• _Work instructions_
A verbatim copy of the data below is the required output.

• _Data supplied_
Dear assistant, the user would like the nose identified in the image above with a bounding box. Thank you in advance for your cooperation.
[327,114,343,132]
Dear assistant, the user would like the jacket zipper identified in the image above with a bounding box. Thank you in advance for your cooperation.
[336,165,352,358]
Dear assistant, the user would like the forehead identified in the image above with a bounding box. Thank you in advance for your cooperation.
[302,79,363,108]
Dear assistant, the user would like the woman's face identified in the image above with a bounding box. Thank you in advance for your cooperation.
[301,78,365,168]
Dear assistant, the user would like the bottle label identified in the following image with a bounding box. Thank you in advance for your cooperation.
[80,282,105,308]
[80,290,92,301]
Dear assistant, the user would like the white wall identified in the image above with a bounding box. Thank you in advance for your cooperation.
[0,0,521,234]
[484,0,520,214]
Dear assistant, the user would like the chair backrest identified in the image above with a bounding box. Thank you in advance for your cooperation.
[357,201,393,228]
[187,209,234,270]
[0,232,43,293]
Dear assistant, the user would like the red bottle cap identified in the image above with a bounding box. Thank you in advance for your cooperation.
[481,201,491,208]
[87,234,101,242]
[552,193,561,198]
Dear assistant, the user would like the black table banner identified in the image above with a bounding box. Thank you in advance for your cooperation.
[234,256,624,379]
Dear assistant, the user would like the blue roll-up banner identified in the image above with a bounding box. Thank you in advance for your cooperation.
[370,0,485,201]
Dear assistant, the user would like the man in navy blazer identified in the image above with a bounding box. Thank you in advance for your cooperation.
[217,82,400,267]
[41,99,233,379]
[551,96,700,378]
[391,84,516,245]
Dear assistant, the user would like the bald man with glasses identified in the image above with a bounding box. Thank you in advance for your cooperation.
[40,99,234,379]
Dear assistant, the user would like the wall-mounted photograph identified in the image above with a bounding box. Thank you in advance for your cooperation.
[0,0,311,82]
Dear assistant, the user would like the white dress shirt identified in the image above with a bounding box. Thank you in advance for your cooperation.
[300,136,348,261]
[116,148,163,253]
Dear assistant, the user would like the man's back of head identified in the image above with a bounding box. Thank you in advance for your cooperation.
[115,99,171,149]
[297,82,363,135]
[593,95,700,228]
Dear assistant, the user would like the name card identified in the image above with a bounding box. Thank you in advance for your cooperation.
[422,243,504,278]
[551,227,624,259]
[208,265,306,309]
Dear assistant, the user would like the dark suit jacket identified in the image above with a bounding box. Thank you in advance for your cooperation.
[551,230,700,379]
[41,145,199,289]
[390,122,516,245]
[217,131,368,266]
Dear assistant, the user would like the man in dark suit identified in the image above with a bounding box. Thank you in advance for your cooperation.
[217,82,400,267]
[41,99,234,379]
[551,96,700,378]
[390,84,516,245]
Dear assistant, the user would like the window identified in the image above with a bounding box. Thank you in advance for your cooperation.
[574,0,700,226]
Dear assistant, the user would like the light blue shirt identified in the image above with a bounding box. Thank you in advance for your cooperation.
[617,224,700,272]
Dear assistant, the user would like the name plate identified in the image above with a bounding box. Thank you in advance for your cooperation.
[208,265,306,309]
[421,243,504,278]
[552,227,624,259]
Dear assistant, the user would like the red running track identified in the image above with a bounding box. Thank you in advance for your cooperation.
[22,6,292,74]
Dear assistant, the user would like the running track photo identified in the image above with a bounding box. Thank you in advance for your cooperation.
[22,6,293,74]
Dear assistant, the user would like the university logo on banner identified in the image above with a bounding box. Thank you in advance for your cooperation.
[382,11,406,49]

• _Solution below_
Dear assistant, the user would like the nose identified in the image above with a bounding box. Thank you in advance for your cooperation.
[327,114,343,132]
Dear assistant, the user would like the jacket zipper identified in the image above with a bounding box. Thank you in advance for your cooperation.
[336,165,352,358]
Dear assistant, the user would like the forehead identified in the image above with a bounding box. Thank you in advance for your cooperation.
[302,79,363,108]
Dear assistant, the user would like the woman's face identified in the image above with a bounding box. Thank you in advance for your cooperation.
[301,78,365,168]
Dear assistant, the user would like the bottle label identified in the following image with a bounding box. Thank you in advance for your cooperation.
[80,282,105,308]
[80,290,92,301]
Dear assistant, the user would like the white wall identified in the image above with a bounding box. Thank you in advance for your cooperation.
[0,0,521,234]
[484,0,520,214]
Dear assistant, the user would like the chair backrest identified in the image above with a bounding box. Thank you in advance for your cooperation.
[357,201,393,228]
[187,209,234,270]
[0,232,43,293]
Dear assistant, the user would like the red bottle cap identified in the image above with a bounding box. Thank you in advance for your cooperation.
[481,201,491,208]
[87,234,101,242]
[552,193,561,198]
Dear assistant, the user would like the black table banner identified in the image above with a bounding box. Thank you in advance for your cooperation.
[234,256,624,379]
Dear assistant, the user would like the blue roll-up banner identified in the image above with a bounding box. Thank you in advance for your cooperation.
[370,0,485,201]
Dear assistant, the user would like the man in navy blazer identified in the image above with a bounding box. Thank you in advance for your cooperation.
[217,82,400,267]
[41,99,233,379]
[551,96,700,378]
[391,84,516,245]
Dear assistant, the user would like the bald man with glasses identified in the image above with a bounding box. Thank you in advance for your cooperation.
[40,99,234,379]
Dear assistant, the user would like the wall-mounted photograph identified in the image above with a bounding box. Thank you in advance for your cooperation.
[0,0,311,82]
Dear assistant, the user would like the white dress shirt identified in the image above with a bounding box. Thank you in advance for your cooperation.
[300,136,348,261]
[116,148,163,253]
Dear assistant, the user would like the man's back of head identified in the image above with a bounding box. Thank you in advance for your cooperation.
[115,99,171,149]
[297,82,363,135]
[593,95,700,228]
Dear assistant, the user would like the name card identified in the image above with a bounding box. Thank you in advance for your cooperation.
[422,243,504,278]
[551,227,624,259]
[208,265,306,309]
Dear assistant, the user would like the dark suit jacket identified in the image above with a bounding box. Thank you in advance for your cooperation.
[551,230,700,379]
[41,145,199,289]
[390,122,516,245]
[217,131,368,266]
Dear assistant, the user would like the man in dark suit identified in the image above with a bounding box. Thank you in advance for your cooperation.
[217,82,400,267]
[41,99,234,379]
[551,96,700,378]
[390,84,516,245]
Dear assistant, the user would like the window identified in the image above with a bounding box. Thank you in advance for your cooperation.
[574,0,700,226]
Dear assistant, the user would like the light blue shirt identified in the image above with a bounding box. Thank you in advance for your cooperation.
[617,224,700,272]
Dear assistant, the user would like the name plate identified in the image above with a bounding box. Thank you in advance for your cooperation.
[208,265,306,309]
[421,243,504,278]
[552,227,624,259]
Dear assistant, the user would like the red running track identified in the image above with a bounding box. Thank you in advance for your cooperation.
[22,6,292,74]
Dear assistant, the user would like the running track photo identified in the image above with a bounding box. Thank you in advance for your cooperation.
[22,6,293,74]
Dear assistant, the user would like the university logo on banner identified in the image above with a bounding box. Thank you in advance for your cooperation.
[382,11,406,49]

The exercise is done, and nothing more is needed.